Dataset content start

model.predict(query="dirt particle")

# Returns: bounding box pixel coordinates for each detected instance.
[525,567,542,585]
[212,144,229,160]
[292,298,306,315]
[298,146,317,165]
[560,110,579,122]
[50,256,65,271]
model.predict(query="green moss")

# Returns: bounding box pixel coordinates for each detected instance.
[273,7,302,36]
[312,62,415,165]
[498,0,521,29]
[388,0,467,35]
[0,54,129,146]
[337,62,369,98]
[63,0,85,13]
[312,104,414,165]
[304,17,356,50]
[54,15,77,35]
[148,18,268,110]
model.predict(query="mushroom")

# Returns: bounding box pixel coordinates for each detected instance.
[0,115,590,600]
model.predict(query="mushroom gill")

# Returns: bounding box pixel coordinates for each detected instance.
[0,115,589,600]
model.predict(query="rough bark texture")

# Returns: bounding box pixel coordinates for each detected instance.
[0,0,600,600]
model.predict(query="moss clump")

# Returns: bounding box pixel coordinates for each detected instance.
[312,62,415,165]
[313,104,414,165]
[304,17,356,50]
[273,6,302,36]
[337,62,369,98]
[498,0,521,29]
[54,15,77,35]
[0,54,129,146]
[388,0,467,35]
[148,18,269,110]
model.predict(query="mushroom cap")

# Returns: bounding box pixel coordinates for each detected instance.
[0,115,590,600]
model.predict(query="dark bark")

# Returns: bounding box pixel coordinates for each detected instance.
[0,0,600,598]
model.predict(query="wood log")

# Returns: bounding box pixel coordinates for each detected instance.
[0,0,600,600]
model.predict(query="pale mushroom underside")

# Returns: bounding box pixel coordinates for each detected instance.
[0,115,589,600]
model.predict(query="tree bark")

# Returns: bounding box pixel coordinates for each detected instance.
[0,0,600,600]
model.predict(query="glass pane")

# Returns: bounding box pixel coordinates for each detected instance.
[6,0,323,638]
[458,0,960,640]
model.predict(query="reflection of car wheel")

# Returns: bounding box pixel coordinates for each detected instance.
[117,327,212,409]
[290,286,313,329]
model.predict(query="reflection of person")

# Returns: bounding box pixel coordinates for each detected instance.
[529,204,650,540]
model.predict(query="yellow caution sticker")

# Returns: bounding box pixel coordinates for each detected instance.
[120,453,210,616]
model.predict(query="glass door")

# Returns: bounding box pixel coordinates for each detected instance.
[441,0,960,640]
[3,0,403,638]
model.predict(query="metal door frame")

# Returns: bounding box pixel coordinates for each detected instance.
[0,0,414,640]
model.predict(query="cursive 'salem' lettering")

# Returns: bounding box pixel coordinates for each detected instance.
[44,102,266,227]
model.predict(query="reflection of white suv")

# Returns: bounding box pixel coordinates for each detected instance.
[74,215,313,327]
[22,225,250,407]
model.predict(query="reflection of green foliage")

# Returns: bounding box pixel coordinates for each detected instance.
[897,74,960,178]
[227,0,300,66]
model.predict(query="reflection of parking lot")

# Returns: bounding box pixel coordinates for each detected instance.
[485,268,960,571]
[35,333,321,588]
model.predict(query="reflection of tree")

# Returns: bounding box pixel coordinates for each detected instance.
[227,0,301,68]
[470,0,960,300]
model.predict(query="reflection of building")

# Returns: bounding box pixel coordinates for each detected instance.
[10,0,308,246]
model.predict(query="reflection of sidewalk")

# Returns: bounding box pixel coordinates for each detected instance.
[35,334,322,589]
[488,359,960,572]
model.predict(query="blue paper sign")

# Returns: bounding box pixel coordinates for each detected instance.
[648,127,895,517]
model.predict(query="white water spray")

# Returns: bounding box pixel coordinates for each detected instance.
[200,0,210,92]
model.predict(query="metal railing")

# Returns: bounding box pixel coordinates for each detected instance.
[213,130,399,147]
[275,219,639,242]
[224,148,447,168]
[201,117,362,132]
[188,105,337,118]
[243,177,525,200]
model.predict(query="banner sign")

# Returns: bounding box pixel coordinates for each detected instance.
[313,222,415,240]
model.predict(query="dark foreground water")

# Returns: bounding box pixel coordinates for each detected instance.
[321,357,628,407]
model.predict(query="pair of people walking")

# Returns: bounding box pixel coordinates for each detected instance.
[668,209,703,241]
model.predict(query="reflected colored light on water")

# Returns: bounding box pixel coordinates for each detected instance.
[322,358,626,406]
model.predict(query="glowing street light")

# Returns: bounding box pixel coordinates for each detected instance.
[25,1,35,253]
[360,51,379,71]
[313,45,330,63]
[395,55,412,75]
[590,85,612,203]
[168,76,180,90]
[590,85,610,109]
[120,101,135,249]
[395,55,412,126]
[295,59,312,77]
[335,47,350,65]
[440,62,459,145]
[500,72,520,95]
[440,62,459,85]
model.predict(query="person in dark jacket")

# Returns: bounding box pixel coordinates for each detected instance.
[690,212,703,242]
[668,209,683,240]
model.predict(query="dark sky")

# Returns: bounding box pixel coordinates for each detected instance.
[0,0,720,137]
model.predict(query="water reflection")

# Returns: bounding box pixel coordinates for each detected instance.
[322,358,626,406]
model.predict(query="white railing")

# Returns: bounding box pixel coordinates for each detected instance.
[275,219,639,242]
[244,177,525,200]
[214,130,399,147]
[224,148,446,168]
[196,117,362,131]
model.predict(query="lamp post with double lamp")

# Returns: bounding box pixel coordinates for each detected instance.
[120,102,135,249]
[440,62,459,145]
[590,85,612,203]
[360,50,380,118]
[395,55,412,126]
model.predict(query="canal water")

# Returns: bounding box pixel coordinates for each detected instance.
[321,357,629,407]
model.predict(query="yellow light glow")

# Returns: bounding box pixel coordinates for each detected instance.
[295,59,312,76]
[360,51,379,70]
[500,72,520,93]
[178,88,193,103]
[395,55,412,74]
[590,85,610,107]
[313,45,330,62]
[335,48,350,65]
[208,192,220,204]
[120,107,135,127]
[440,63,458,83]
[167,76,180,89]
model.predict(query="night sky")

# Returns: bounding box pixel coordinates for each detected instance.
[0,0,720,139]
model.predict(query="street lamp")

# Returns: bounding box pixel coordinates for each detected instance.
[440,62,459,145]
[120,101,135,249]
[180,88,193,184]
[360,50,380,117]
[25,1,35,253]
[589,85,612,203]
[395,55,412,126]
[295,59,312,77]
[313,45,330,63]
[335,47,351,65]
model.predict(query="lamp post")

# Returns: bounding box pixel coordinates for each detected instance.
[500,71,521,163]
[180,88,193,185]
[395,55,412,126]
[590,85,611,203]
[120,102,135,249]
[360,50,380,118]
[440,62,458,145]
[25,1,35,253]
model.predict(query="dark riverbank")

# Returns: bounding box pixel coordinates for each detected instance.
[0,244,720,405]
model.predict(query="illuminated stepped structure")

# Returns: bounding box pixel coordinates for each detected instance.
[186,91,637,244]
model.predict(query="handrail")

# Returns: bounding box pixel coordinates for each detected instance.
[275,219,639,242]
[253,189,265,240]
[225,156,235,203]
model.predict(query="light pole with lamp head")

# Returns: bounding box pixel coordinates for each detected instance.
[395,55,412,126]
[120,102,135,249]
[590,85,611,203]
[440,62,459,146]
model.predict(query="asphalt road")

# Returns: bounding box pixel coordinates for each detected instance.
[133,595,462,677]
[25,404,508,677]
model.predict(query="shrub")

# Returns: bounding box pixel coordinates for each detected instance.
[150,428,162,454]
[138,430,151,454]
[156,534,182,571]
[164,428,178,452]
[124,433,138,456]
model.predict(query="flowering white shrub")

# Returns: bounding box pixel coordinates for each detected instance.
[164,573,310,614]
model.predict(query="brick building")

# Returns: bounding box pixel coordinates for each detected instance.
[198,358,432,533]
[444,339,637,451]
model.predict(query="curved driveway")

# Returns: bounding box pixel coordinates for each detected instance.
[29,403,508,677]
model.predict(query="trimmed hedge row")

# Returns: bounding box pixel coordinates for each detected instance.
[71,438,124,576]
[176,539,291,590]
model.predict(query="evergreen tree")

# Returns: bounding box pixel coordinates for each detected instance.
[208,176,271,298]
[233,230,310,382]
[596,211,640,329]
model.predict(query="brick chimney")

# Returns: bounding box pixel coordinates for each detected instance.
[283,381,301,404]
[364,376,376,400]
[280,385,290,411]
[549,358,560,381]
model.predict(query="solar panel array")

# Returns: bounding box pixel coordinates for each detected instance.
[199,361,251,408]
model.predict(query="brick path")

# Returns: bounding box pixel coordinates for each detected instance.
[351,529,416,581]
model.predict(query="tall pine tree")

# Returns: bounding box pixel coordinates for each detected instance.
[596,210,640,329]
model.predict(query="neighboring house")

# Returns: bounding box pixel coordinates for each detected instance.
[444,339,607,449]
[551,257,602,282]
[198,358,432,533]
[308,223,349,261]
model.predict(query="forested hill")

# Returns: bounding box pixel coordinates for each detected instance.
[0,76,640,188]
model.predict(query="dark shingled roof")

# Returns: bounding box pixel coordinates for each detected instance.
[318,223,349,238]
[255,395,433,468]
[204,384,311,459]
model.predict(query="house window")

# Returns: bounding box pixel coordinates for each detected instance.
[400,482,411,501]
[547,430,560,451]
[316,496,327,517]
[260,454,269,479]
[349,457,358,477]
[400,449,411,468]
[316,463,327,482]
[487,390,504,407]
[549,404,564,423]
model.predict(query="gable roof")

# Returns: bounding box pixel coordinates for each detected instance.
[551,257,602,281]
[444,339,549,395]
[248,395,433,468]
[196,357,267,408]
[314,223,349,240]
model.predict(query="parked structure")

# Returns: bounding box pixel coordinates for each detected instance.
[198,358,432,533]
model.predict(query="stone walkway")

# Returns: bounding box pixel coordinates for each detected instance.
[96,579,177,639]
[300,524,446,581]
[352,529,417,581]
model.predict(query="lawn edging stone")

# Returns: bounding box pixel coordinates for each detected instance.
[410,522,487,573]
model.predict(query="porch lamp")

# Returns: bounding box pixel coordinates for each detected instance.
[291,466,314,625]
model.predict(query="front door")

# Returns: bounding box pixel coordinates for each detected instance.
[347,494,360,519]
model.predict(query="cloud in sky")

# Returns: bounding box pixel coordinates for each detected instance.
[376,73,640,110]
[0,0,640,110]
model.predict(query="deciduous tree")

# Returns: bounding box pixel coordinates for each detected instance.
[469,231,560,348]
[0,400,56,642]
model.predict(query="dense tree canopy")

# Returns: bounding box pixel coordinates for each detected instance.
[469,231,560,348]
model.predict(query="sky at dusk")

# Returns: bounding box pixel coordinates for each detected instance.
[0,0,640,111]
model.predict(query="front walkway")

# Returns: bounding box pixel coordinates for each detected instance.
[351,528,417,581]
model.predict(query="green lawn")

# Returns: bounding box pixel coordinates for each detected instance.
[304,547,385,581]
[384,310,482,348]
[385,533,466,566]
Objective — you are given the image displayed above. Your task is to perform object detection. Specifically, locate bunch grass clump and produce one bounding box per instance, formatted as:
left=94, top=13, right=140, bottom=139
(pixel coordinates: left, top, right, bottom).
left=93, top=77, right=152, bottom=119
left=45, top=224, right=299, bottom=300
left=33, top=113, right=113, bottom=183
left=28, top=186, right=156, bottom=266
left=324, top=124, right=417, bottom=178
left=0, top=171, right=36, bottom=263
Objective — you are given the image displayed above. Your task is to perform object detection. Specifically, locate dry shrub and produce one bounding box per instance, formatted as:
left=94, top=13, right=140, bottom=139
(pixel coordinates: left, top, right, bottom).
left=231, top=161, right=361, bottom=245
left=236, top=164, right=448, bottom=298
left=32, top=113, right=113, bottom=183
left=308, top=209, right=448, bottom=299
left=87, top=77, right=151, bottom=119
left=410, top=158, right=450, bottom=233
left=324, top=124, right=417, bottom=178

Dataset content end

◆ **Instruction**
Rewrite every line from the one containing "Specifically, locate dry" through the final line, with the requests unchanged, and adjust each bounding box coordinate in the answers by -77.

◆ **Worked solution**
Objective — you are given the image displayed above. Your task is to perform object detection. Specifically, locate dry shrub and produce one bounding box per instance, formatted as:
left=94, top=13, right=140, bottom=139
(pixel coordinates: left, top, right, bottom).
left=154, top=84, right=284, bottom=168
left=159, top=87, right=371, bottom=221
left=-45, top=36, right=36, bottom=106
left=231, top=132, right=371, bottom=222
left=10, top=0, right=74, bottom=42
left=333, top=81, right=373, bottom=156
left=247, top=47, right=340, bottom=101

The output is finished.